Set of tasks —
1) Write out the Westshore RFC article word for word, from "Canadian rugby union" to "field to play.".
2) Extend the article on Westshore RFC, picking up right after its final sentence.

Extract —
Westshore RFC
- Full name: Westshore Rugby Football Club
- Union: Vancouver Island Rugby Union | BC Rugby
- Founded: 1968; 58 years ago
- Location: Victoria, British Columbia
- Ground(s): West Shore Parks & Recreation
- League: BC Premier League

Official website
- www.westshorerfc.com

= Westshore RFC =

Canadian rugby union club located in Victoria, British Columbia

Westshore Rugby Football Club (Or Simply Westshore R.F.C., or Westshore Rugby) is a rugby union club located in Colwood, British Columbia, on Vancouver Island. The club has the largest junior program on the island and is home to a number of Canadian national men's and women's team players.

Founded in 1968 after a split from James Bay Athletic Association (JBAA), Westshore RFC was founded as Velox RFC. With the tag line "Velox Omni Vincit" Which in latin translates to "Speed Conquers All'. Velox was founded to pursue a new style of play focused on speed, passing, and using the entire field to play.

In 1987, a group of alumni from The University of Victoria joined the club & the club was changed from Velox RFC, to Velox-Valhallians R.F.C.. Valhallians being a sobriquet for the players who graduated from the athletics program at UVIC, whose name was "Vikes", or "Vikings". Valhalla is where Vikings go when they die.

Data —
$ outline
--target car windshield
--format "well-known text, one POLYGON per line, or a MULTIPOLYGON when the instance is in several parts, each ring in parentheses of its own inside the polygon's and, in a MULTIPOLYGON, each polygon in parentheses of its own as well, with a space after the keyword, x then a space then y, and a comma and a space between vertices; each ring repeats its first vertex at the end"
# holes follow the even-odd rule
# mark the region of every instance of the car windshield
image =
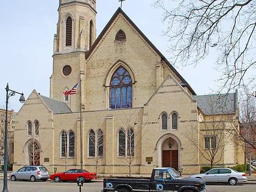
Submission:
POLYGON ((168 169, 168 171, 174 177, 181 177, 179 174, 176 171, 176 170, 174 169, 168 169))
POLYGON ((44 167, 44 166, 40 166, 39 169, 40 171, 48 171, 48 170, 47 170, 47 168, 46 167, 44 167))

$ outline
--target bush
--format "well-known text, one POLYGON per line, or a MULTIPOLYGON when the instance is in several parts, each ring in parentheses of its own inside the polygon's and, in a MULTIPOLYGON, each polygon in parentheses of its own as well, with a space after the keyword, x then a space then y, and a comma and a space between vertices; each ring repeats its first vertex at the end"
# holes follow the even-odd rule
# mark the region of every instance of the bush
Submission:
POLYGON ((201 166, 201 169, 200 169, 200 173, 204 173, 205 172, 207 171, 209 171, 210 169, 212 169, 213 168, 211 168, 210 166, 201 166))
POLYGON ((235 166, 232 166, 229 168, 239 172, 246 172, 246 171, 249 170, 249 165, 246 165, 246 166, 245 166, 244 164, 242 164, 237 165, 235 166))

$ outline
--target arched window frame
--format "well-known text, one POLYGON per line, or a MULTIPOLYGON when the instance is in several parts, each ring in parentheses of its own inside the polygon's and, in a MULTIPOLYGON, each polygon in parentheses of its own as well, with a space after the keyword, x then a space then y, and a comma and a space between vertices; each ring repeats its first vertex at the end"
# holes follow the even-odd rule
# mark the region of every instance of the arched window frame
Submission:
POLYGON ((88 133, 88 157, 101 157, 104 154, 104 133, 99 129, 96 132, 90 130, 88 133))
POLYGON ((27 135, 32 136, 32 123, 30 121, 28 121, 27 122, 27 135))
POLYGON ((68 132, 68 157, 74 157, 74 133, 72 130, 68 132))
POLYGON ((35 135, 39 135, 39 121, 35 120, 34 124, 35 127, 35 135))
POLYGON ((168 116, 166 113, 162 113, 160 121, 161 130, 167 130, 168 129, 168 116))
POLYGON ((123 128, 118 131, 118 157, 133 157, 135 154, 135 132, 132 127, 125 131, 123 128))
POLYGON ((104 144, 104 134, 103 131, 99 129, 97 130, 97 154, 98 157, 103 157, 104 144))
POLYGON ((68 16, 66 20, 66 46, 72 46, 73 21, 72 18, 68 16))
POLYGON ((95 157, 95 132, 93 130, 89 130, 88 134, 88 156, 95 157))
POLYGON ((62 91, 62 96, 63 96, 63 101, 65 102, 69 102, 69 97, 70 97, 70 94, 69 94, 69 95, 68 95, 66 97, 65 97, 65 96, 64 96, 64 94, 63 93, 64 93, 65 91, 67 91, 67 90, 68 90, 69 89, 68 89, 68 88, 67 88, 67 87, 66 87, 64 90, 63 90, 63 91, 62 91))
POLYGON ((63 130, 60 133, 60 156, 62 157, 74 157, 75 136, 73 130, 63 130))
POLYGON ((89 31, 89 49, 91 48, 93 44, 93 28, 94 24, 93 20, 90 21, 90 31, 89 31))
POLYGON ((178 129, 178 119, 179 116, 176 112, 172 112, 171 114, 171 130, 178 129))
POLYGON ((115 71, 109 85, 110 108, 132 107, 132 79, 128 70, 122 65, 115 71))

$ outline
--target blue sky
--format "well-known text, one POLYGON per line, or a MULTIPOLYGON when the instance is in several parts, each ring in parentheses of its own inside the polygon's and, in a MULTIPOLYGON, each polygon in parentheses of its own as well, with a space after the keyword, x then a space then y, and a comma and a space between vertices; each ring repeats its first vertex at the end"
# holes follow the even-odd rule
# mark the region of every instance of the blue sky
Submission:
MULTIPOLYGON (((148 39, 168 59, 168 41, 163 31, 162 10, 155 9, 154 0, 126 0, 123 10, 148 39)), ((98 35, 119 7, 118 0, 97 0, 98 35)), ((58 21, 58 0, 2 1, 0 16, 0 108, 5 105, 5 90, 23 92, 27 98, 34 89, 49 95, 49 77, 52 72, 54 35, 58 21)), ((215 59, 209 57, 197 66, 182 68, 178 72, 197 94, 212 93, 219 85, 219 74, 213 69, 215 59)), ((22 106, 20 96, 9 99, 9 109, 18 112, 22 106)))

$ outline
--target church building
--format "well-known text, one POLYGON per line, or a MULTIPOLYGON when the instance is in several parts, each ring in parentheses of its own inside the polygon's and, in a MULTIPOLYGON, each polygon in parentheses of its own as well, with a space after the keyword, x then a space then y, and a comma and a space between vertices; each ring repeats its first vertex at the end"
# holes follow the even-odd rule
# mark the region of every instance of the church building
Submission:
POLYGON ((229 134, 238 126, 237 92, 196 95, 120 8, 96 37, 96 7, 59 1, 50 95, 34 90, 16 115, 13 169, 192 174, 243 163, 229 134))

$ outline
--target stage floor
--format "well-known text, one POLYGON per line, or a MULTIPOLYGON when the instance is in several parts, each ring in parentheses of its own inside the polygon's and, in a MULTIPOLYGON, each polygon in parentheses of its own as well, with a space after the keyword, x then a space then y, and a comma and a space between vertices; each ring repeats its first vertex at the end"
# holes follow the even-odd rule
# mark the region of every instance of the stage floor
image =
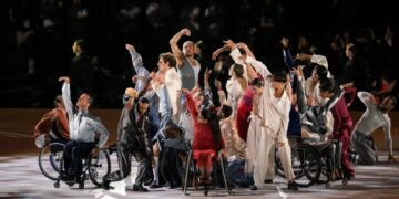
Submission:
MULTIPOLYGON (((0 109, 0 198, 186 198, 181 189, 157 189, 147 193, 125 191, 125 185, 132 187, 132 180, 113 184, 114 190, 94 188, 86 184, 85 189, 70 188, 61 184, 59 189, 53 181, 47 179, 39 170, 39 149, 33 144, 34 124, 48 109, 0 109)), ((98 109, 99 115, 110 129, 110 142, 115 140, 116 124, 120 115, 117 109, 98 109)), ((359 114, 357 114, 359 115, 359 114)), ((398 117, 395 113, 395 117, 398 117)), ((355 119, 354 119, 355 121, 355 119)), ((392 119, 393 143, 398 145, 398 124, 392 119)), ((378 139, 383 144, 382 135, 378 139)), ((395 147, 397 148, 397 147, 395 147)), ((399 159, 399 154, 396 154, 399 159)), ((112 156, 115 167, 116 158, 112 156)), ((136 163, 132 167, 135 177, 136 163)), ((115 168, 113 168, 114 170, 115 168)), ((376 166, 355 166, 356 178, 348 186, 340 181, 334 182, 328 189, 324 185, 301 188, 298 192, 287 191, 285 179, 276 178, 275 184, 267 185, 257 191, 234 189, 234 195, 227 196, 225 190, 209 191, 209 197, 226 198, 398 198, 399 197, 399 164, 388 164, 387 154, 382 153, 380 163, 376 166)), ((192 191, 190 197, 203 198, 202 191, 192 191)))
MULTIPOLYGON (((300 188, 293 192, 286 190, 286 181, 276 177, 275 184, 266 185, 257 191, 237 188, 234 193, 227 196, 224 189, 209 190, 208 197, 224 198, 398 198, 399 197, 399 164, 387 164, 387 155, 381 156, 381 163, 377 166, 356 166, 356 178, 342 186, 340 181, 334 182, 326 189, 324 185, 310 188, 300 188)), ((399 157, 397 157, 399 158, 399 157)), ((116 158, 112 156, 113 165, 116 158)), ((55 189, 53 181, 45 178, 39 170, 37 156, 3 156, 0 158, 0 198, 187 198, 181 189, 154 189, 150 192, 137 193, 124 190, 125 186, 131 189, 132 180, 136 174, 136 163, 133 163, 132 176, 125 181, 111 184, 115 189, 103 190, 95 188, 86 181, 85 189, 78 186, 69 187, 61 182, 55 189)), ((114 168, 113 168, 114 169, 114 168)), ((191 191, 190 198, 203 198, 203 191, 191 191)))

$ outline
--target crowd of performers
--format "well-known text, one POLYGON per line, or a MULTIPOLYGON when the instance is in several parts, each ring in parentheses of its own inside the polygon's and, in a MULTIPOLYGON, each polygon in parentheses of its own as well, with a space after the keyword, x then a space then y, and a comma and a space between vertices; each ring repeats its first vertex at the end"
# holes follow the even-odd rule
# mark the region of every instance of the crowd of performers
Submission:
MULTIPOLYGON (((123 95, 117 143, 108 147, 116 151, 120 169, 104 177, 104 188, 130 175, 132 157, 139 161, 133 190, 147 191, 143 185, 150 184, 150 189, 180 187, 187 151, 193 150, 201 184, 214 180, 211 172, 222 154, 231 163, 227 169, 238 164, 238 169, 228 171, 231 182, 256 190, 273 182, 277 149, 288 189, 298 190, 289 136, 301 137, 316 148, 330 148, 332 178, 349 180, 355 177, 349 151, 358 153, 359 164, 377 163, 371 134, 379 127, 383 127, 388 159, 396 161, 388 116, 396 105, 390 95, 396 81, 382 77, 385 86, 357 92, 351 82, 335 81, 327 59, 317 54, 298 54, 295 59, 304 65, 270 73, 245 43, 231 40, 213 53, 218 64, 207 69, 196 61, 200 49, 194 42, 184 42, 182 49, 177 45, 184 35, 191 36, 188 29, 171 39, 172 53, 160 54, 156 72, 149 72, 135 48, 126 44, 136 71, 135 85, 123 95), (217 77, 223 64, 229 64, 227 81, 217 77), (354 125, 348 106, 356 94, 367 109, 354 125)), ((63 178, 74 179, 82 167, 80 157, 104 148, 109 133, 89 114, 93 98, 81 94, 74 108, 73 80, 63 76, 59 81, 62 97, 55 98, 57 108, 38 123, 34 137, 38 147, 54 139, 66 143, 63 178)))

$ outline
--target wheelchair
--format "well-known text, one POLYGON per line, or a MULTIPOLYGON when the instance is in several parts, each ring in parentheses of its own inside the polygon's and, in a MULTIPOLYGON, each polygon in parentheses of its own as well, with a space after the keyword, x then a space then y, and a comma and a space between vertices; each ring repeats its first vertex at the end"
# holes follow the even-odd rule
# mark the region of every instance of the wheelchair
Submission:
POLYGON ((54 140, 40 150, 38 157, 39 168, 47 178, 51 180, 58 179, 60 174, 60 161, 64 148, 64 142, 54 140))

Results —
1)
Canadian rugby union club located in Victoria, British Columbia

Westshore Rugby Football Club (Or Simply Westshore R.F.C., or Westshore Rugby) is a rugby union club located in Colwood, British Columbia, on Vancouver Island. The club has the largest junior program on the island and is home to a number of Canadian national men's and women's team players.

Founded in 1968 after a split from James Bay Athletic Association (JBAA), Westshore RFC was founded as Velox RFC. With the tag line "Velox Omni Vincit" Which in latin translates to "Speed Conquers All'. Velox was founded to pursue a new style of play focused on speed, passing, and using the entire field to play.

2)
In 2014, UVIC bought the area where the rugby club had been treating out of and the organization had to find a new home. They were able to come to a deal with the board of the then Juan De Fuca Recreation Center; where the club has been located since. When they moved, another change in name came with the club becoming Westshore R.F.C.. A nod to the region known as the West Shore, or the Western Communities.

==Titles==
- Rounsefell Cup: 0

==Notable players==
Westshore RFC has produced a number of players who have played representative rugby both in Canada and internationally.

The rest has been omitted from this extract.